====== PAGE TEXT

# Little Help? Little Tunny?



## tjbjornsen (Oct 31, 2009)

So this little guy put up a heckuva fight down on the Point last night, just before high tide...
Hit a topwater plug that was a long way out.
I immediately thought that I had finally checked that box for False Albacore, but when I got back to the house and started checking online images, it does not look right.
Jack Crevale doesn't look right either.
Anyone out there have a better idea?









And a little bit before that I had something a whole lot bigger take the same kind of plug, hit like a ton of bricks, drag started screaming, and it jumped clear out of the water. Looked to be at least 3 feet long, kind of silver looking with a black back. 
My leader parted ways with my braid after less than 30 seconds.
I would have loved to get a better look at whatever that was.

Cheers,
TjB


----------



## SmoothLures (Feb 13, 2008)

Some kind of jack. Dunno which. There are a lot.

============

WHAT YOU NEED TO DO
1 > In the fishing thread, what did the small fish strike?
2 > Restate the fishing thread from the words "# Little Help?" through the words "look right either.", switching "topwater" to "surface".
Nothing in the listing is required here.

====== DATA EXTRACT

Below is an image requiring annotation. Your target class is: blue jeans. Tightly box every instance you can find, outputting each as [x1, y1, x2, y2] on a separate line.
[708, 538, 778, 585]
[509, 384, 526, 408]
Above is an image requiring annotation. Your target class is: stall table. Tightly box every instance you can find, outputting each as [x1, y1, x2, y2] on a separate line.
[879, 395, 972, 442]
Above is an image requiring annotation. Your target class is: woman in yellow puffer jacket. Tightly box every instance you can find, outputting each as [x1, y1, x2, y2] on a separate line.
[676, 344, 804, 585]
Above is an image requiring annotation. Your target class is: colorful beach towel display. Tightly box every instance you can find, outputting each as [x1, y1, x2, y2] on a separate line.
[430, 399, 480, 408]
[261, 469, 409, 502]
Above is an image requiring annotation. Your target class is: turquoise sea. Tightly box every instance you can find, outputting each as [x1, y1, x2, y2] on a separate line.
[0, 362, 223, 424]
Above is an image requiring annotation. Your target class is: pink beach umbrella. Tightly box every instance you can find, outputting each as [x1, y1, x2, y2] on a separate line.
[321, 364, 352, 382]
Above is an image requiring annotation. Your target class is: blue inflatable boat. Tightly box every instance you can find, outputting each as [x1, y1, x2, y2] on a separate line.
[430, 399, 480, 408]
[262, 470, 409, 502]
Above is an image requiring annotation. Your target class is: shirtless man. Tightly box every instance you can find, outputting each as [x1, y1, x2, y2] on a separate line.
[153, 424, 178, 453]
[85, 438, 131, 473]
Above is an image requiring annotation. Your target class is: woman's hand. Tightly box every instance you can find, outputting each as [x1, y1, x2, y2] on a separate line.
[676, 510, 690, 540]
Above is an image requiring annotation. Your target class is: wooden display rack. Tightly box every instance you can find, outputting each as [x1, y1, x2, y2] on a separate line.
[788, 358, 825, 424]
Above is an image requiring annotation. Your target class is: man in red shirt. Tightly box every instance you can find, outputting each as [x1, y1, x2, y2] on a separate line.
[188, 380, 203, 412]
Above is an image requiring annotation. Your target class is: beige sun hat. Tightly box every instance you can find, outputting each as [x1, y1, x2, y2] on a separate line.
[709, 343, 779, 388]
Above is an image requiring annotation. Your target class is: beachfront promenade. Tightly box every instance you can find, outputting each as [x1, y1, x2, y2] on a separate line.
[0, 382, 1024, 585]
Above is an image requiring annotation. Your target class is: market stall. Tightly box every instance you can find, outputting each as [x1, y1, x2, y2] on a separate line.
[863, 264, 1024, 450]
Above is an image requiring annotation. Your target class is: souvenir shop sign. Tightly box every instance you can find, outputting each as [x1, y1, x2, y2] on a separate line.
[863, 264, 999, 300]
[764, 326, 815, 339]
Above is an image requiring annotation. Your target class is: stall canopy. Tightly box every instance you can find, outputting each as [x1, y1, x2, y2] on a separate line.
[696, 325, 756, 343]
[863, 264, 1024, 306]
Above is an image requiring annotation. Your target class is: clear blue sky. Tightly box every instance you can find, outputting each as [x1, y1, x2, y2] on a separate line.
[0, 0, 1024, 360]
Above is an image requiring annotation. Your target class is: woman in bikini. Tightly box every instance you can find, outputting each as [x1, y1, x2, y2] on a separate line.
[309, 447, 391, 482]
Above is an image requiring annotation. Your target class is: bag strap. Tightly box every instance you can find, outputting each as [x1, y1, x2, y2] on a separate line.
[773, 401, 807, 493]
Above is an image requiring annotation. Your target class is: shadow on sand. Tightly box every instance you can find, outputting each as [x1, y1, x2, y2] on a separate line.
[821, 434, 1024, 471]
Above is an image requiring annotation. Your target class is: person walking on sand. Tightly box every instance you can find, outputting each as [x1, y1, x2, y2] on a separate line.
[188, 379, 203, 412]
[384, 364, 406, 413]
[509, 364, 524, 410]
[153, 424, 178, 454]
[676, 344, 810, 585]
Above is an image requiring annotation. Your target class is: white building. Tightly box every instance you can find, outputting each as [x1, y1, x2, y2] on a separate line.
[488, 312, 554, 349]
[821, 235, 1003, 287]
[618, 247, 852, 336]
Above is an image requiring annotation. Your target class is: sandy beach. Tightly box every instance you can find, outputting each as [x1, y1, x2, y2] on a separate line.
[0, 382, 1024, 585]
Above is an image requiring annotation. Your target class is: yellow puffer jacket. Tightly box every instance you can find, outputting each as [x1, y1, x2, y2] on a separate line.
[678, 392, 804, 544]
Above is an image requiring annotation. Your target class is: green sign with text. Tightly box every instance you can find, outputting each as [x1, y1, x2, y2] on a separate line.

============

ANSWERS PROVIDED
1 > A topwater plug that was a long way out.

2 >
# Little Help? Little Tunny?



## tjbjornsen (Oct 31, 2009)

So this little guy put up a heckuva fight down on the Point last night, just before high tide...
Hit a surface plug that was a long way out.
I immediately thought that I had finally checked that box for False Albacore, but when I got back to the house and started checking online images, it does not look right.
Jack Crevale doesn't look right either.